**TASK INSTRUCTIONS**
Return only that part of the material below which starts with the line containing "x=321, y=547" and goes on through the line containing "x=603, y=547", restated exactly.

DATASET RECORDS Block Start

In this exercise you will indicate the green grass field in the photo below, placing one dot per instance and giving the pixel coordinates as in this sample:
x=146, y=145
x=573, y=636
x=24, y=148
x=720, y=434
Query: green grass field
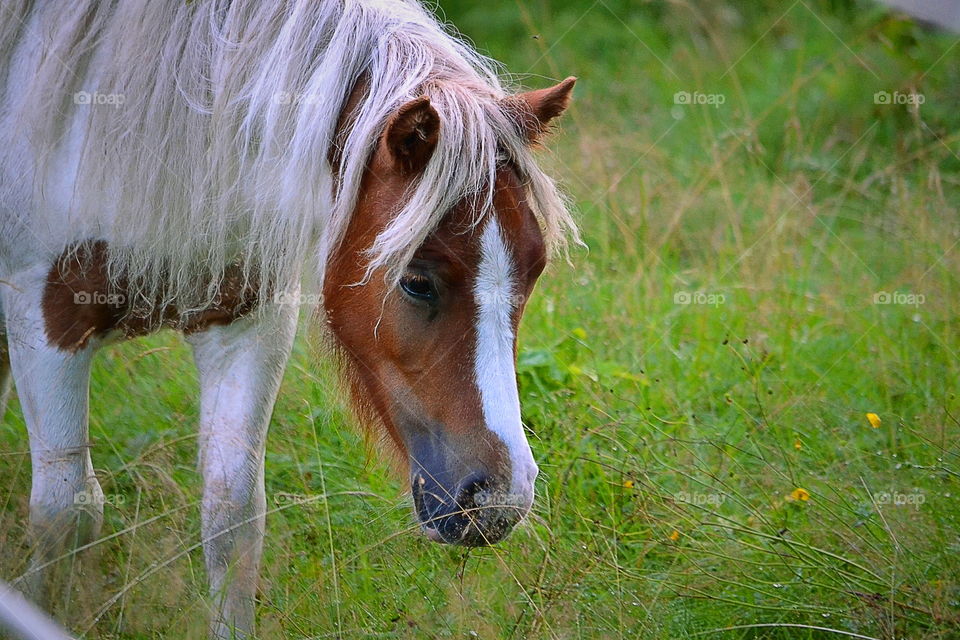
x=768, y=262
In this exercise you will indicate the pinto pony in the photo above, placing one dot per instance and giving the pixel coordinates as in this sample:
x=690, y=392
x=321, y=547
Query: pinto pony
x=191, y=164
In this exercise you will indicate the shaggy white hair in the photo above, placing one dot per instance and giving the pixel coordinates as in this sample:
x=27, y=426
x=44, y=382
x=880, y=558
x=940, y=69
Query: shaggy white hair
x=209, y=123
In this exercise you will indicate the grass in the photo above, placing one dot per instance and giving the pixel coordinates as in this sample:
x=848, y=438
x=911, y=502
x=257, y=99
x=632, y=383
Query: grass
x=714, y=352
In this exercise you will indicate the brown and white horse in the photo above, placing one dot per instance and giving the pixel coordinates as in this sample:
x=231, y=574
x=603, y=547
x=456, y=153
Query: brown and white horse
x=189, y=165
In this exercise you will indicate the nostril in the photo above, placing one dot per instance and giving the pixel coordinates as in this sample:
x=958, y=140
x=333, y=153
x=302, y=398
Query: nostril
x=474, y=492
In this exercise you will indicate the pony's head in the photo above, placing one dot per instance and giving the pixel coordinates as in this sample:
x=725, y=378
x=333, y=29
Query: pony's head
x=431, y=349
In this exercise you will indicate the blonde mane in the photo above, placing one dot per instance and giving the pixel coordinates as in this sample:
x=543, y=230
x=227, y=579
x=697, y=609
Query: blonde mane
x=204, y=130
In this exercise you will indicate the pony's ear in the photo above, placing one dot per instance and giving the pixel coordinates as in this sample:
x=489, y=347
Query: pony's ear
x=534, y=110
x=412, y=135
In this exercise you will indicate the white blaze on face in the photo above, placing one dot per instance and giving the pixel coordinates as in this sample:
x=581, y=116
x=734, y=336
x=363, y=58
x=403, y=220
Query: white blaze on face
x=495, y=292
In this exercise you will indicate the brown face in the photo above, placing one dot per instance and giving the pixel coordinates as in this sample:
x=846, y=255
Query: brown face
x=433, y=357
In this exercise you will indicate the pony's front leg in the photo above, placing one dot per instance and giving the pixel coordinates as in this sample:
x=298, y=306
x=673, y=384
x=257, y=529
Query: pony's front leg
x=240, y=368
x=66, y=503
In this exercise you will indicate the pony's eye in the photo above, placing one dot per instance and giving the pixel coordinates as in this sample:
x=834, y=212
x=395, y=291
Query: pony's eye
x=419, y=287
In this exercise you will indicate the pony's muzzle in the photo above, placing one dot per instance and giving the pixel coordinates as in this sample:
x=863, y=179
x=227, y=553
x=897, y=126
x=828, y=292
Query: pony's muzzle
x=474, y=512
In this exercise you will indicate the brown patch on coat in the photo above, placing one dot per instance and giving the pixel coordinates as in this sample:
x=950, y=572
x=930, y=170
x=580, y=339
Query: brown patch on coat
x=80, y=302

DATASET RECORDS Block End

**REPLY**
x=321, y=547
Query: pinto pony
x=191, y=164
In this exercise you will indicate the shaggy white hair in the photo above, placing one dot per instance and giving the pixel coordinates as in this sample:
x=27, y=426
x=44, y=382
x=880, y=558
x=940, y=69
Query: shaggy white hair
x=209, y=123
In this exercise you will indicate the grass in the photo above, placing one dot per instance and giving the pixel coordinates as in this sample:
x=848, y=438
x=911, y=502
x=257, y=99
x=632, y=383
Query: grass
x=714, y=352
In this exercise you will indicate the brown and white horse in the photo above, placing one dot per instance and giving the pixel coordinates as in this sample:
x=231, y=574
x=603, y=547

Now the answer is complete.